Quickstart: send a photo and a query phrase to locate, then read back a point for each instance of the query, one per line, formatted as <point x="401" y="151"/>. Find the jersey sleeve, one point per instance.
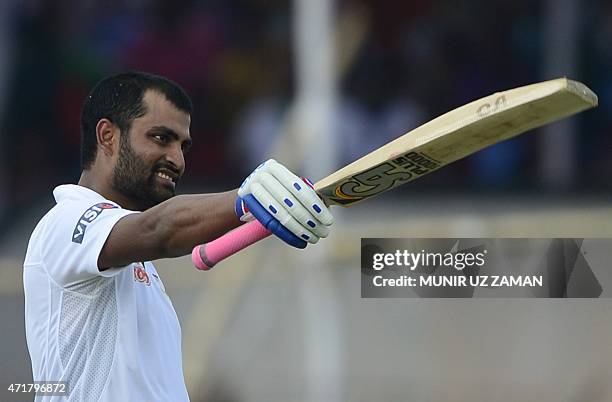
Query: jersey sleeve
<point x="73" y="239"/>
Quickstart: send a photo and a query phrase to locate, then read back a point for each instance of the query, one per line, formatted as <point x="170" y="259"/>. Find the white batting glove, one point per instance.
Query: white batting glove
<point x="288" y="199"/>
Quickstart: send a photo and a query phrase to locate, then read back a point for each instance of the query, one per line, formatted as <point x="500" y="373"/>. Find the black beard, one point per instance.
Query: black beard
<point x="135" y="180"/>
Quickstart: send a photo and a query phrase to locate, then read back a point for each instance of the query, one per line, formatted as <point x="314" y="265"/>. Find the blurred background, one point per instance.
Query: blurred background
<point x="317" y="84"/>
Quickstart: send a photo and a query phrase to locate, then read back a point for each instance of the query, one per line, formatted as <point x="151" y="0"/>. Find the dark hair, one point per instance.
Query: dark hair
<point x="119" y="99"/>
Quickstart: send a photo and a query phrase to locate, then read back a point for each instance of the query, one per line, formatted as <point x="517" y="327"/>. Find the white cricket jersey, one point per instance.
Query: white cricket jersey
<point x="111" y="335"/>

_ _ _

◆ Task instructions:
Print the lines above exactly as they are, starting with the line that contains "jersey, one point per instance." and continuing through the last line, with both ends included.

◆ Solution for this task:
Quickstart: send a photo and a query phrase to locate, then read back a point for each instance of the query, one per line, formatted as <point x="517" y="327"/>. Find the white cricket jersey, one point per instance.
Query: white cricket jersey
<point x="111" y="335"/>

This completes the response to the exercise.